-- BEGIN Supplied records --

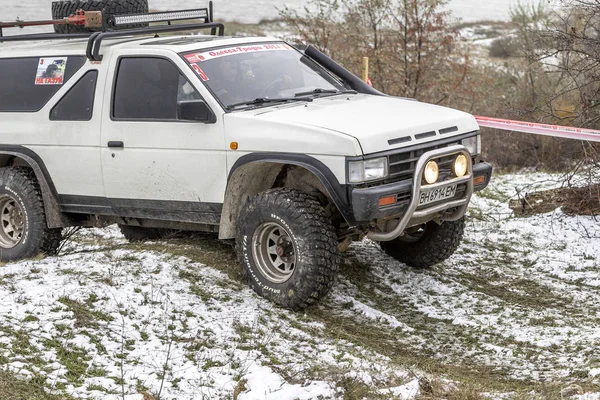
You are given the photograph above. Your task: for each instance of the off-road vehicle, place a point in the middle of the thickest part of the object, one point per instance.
(282, 150)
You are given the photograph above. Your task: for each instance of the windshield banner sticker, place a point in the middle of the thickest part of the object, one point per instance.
(209, 55)
(200, 73)
(51, 71)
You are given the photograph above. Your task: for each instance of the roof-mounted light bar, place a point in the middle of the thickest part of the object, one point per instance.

-- END Supplied records --

Keep only the lines from the one containing "of the windshield" to the end of the entries, and repeat them exactly.

You are given the photograph above. Your task: for each instance of the windshield banner sticker, place a point in the middle of the thickest part of the object, one point per instance.
(209, 55)
(200, 73)
(51, 71)
You are given the photograph above. Your task: for each instance of the roof-mounted light bar, place a point in the middle of the thickest part of the object, one point per instance.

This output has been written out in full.